Give an exact copy of the line that has "Trace the outline of every instance of the balloon" and of every line below it, through the last, with nothing else.

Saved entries
####################
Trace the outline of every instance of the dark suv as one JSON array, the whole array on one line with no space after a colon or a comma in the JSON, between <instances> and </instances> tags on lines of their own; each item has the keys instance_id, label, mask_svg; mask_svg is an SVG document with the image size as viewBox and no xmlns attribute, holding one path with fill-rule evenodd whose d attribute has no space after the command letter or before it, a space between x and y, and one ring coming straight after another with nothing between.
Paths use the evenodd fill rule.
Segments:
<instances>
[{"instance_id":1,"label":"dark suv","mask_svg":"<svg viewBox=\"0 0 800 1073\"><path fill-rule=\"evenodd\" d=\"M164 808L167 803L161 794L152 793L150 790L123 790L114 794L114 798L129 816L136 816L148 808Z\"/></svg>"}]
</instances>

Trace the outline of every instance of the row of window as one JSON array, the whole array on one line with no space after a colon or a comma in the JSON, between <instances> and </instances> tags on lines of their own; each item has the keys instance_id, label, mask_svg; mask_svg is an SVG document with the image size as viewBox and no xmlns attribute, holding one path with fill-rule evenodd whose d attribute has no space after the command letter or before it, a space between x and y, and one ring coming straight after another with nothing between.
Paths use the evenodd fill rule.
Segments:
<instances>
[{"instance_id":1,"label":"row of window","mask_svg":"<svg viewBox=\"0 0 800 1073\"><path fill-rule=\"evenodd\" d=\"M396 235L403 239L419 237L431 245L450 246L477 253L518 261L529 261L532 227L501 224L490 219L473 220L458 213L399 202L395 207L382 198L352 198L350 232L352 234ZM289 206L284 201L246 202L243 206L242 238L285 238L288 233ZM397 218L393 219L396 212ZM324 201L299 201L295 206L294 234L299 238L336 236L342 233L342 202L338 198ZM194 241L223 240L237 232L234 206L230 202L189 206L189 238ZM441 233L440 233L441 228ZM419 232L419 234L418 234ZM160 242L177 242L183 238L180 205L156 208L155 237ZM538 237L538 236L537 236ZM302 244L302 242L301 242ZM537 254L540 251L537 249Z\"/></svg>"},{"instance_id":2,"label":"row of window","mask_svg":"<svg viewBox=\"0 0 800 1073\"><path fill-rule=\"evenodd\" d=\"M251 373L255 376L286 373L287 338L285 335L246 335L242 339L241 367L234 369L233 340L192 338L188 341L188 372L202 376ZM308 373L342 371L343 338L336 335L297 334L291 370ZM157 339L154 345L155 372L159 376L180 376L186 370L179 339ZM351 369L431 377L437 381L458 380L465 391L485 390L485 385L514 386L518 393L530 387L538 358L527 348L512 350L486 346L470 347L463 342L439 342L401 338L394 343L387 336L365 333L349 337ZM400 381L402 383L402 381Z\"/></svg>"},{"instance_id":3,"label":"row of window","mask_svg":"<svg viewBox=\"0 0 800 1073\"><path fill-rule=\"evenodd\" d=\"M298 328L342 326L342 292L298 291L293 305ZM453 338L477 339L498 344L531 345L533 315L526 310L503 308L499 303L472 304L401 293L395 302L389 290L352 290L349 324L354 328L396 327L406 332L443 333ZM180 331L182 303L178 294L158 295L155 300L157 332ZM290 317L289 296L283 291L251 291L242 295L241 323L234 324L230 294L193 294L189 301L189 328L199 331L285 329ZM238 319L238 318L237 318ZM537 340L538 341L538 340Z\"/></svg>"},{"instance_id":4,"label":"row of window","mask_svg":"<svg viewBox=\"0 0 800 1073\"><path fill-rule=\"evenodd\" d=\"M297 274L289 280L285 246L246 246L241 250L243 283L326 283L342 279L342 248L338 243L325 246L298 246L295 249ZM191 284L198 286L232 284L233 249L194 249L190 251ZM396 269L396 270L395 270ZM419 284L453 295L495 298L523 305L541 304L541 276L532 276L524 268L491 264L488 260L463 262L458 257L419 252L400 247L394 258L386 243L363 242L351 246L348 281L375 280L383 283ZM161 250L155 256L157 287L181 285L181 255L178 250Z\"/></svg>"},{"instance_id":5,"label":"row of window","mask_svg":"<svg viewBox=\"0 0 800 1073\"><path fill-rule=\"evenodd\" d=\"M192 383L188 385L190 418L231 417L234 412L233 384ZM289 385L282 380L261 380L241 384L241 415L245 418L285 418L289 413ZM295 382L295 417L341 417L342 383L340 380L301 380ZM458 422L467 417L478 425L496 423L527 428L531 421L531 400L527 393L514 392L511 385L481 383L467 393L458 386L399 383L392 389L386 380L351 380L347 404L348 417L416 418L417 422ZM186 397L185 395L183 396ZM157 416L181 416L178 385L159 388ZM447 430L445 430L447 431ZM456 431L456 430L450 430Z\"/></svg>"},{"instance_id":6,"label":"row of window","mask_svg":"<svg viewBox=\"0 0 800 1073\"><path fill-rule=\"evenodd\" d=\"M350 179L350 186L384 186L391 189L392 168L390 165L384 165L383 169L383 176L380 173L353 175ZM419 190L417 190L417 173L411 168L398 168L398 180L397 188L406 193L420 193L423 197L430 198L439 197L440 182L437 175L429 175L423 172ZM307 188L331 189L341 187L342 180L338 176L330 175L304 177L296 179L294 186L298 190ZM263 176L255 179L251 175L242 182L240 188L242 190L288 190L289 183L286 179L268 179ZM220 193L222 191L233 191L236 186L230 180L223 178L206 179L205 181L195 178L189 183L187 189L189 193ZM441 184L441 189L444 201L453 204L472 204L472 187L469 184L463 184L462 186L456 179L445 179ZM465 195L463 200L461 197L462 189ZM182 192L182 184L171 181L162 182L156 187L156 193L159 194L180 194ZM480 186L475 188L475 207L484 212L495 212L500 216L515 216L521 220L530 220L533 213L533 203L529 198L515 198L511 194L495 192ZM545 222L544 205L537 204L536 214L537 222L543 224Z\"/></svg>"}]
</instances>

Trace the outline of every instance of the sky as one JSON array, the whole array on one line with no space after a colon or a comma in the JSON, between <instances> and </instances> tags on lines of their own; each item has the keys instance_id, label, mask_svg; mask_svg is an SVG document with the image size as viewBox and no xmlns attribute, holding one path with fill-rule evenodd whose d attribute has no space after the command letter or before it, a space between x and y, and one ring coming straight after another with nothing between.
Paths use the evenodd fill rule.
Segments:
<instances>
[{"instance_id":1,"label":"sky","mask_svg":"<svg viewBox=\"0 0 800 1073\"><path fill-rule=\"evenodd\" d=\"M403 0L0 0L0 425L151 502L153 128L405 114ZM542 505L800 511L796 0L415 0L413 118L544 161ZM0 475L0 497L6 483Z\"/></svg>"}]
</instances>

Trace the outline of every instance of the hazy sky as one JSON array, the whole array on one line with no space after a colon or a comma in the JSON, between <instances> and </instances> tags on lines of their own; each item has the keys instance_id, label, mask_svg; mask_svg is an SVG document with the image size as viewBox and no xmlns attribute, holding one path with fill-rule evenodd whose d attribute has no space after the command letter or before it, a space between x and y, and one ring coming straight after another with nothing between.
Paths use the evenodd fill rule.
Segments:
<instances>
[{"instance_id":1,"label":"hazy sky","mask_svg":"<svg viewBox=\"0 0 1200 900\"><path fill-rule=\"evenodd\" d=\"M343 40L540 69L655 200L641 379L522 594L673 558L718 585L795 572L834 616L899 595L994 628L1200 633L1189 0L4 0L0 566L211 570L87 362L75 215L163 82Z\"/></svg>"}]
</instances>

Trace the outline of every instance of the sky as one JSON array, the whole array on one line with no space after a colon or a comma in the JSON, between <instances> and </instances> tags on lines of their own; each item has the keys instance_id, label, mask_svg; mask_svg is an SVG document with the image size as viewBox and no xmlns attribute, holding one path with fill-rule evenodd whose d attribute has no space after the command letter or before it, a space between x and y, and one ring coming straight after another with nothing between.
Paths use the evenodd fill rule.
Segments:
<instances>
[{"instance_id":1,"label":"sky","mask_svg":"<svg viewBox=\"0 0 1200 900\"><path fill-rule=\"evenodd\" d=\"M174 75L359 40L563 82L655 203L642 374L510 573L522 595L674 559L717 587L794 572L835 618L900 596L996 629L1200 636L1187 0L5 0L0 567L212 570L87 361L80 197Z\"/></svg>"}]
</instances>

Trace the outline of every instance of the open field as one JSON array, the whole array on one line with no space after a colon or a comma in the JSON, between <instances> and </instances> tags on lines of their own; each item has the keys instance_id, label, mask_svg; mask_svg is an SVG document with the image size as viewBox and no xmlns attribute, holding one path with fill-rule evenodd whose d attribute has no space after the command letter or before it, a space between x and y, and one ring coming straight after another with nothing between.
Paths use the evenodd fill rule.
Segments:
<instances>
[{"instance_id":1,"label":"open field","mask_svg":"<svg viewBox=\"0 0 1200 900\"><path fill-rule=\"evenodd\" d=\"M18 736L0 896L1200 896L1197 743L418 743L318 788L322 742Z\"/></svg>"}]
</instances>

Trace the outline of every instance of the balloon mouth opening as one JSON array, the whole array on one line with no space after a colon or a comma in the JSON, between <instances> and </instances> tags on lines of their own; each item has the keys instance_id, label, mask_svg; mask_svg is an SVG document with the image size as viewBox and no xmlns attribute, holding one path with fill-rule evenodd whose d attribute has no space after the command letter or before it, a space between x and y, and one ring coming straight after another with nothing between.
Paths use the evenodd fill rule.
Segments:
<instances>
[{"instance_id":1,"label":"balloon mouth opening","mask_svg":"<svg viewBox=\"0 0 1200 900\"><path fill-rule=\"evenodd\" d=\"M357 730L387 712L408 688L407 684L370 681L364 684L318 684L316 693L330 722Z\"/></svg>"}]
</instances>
####################
_TASK RESPONSE_
Trace the outline of every instance of the balloon mouth opening as one JSON array, the whole array on one line with no space after a colon or a comma in the JSON, between <instances> and </instances> tags on lines of their own; each item has the keys instance_id, label, mask_svg; mask_svg is an SVG document with the image size as viewBox and no xmlns attribute, holding one path with fill-rule evenodd whose d attribute has no space after the command letter or before it, a space between x and y, and one ring coming straight after another with nothing between.
Paths use the evenodd fill rule.
Segments:
<instances>
[{"instance_id":1,"label":"balloon mouth opening","mask_svg":"<svg viewBox=\"0 0 1200 900\"><path fill-rule=\"evenodd\" d=\"M357 730L387 712L408 688L407 684L370 681L364 684L318 684L316 693L330 722Z\"/></svg>"}]
</instances>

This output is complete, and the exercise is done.